Exercise aim:
Output exactly the span of lines beginning with the one that holds "801, row 351." and ending with the last line of the data below.

Working data:
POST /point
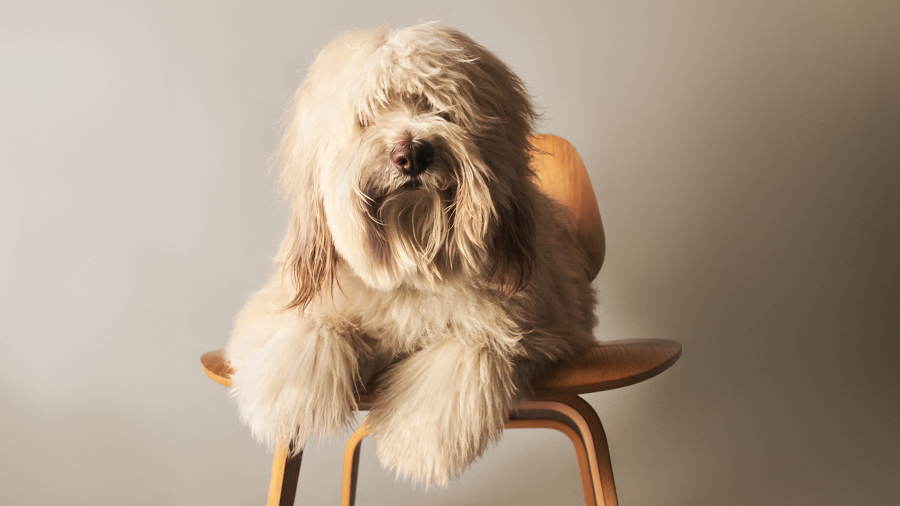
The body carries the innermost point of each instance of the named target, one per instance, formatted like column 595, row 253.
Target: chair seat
column 604, row 366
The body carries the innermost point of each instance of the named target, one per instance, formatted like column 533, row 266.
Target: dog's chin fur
column 459, row 285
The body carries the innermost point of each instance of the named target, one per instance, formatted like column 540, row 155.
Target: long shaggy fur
column 464, row 282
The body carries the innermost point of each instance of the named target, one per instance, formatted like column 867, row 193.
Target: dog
column 419, row 248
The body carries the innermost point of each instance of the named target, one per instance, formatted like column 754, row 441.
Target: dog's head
column 405, row 155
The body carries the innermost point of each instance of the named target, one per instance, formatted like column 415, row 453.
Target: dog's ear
column 308, row 255
column 511, row 253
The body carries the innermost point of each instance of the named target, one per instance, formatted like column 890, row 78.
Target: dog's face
column 406, row 157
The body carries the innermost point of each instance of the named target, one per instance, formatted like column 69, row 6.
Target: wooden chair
column 556, row 403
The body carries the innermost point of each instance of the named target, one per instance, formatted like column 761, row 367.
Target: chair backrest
column 561, row 174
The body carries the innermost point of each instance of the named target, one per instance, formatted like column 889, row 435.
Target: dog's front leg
column 438, row 409
column 301, row 381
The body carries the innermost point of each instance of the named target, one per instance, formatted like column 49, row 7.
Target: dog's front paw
column 298, row 386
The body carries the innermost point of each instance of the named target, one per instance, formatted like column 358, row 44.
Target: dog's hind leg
column 438, row 409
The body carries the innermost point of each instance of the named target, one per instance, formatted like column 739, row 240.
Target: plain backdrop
column 745, row 157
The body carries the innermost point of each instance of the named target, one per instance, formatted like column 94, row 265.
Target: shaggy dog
column 418, row 246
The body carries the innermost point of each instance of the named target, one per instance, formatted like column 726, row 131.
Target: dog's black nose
column 413, row 158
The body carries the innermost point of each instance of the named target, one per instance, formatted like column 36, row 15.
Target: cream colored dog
column 418, row 241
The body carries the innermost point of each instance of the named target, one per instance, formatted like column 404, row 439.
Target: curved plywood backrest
column 561, row 174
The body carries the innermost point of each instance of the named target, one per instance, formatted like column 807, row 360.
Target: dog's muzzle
column 412, row 158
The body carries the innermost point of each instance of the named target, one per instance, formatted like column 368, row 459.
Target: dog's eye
column 446, row 116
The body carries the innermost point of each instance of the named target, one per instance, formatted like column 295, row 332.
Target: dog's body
column 418, row 240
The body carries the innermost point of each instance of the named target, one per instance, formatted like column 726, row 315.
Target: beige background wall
column 745, row 155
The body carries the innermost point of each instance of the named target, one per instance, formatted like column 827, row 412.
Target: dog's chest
column 404, row 320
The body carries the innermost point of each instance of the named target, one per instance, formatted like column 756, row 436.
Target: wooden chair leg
column 351, row 465
column 571, row 415
column 580, row 449
column 578, row 414
column 285, row 473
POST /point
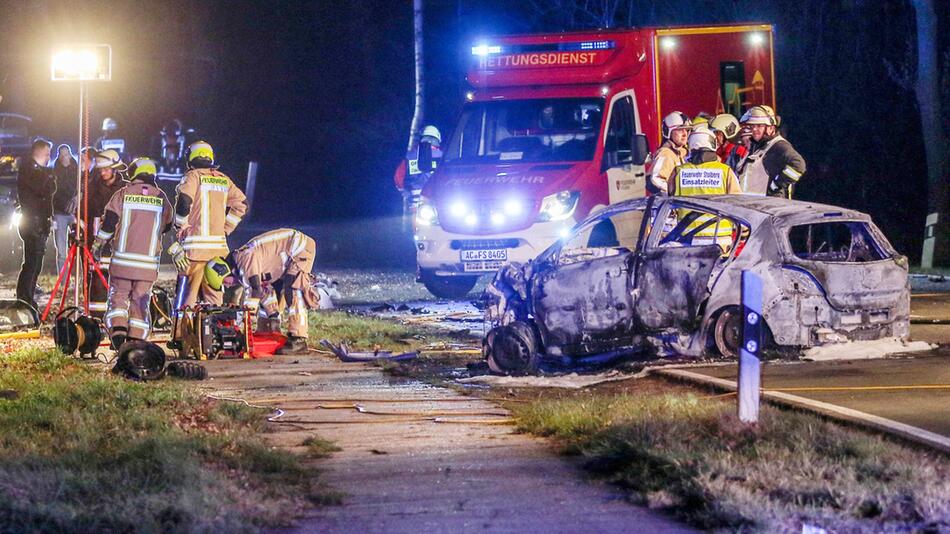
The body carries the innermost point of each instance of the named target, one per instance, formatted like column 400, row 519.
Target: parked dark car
column 662, row 276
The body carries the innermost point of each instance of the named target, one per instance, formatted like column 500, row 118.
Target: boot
column 294, row 345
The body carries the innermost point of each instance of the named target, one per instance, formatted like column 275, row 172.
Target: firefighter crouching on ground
column 772, row 166
column 704, row 174
column 134, row 221
column 274, row 271
column 103, row 184
column 208, row 208
column 672, row 152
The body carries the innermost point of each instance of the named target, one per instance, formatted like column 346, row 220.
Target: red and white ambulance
column 560, row 125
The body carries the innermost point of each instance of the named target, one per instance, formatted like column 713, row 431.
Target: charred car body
column 662, row 275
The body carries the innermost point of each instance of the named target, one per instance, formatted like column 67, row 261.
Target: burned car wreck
column 661, row 276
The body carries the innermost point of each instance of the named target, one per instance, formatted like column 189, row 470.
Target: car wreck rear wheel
column 513, row 349
column 727, row 332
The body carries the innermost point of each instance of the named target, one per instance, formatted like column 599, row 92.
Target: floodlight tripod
column 78, row 246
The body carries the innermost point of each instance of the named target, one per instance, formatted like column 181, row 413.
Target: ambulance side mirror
column 425, row 157
column 640, row 149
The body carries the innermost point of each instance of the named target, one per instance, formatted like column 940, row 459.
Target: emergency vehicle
column 557, row 126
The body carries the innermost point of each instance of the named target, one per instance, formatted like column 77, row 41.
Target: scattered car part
column 342, row 352
column 73, row 332
column 140, row 360
column 187, row 370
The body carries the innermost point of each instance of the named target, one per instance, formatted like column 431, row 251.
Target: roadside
column 401, row 470
column 82, row 450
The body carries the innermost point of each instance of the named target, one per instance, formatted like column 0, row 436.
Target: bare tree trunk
column 418, row 114
column 936, row 250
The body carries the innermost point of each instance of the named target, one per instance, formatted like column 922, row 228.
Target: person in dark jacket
column 64, row 208
column 103, row 183
column 35, row 189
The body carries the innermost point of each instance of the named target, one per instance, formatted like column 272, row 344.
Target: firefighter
column 727, row 130
column 134, row 221
column 104, row 183
column 704, row 174
column 274, row 271
column 207, row 208
column 772, row 167
column 671, row 153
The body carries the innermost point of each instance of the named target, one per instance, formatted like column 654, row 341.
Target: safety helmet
column 725, row 123
column 108, row 158
column 702, row 139
column 201, row 150
column 433, row 132
column 675, row 121
column 142, row 167
column 140, row 360
column 760, row 115
column 216, row 270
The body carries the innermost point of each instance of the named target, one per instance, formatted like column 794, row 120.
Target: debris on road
column 865, row 350
column 342, row 352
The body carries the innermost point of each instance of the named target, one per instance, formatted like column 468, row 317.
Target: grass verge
column 688, row 454
column 83, row 451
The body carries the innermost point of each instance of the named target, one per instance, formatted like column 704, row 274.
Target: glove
column 178, row 257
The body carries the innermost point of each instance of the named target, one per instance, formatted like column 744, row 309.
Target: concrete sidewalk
column 410, row 474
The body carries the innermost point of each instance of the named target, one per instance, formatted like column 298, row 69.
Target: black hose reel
column 73, row 332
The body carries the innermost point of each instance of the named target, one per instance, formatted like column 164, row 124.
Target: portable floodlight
column 87, row 63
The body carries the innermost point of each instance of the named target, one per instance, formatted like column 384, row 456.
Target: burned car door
column 673, row 269
column 581, row 298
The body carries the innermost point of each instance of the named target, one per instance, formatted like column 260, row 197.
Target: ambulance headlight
column 426, row 215
column 559, row 206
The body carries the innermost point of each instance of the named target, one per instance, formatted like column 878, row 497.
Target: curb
column 888, row 426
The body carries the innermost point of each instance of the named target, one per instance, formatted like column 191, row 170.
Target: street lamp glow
column 82, row 63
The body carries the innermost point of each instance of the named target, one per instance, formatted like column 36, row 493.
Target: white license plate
column 495, row 254
column 482, row 266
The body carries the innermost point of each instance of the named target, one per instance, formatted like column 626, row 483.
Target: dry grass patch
column 690, row 455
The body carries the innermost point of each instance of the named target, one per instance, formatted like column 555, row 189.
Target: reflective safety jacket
column 135, row 219
column 208, row 208
column 279, row 254
column 708, row 178
column 771, row 168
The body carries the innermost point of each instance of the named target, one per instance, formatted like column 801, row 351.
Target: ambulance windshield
column 563, row 129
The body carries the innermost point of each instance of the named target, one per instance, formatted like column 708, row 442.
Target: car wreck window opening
column 836, row 241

Response:
The body carries the innermost point of each instance of the named target, one per instance, formatted like column 801, row 351.
Target: ambulance windshield
column 563, row 129
The body carries the innermost point of each instance of the named target, one per instance, formatted like column 708, row 442.
Target: car wreck window opening
column 836, row 241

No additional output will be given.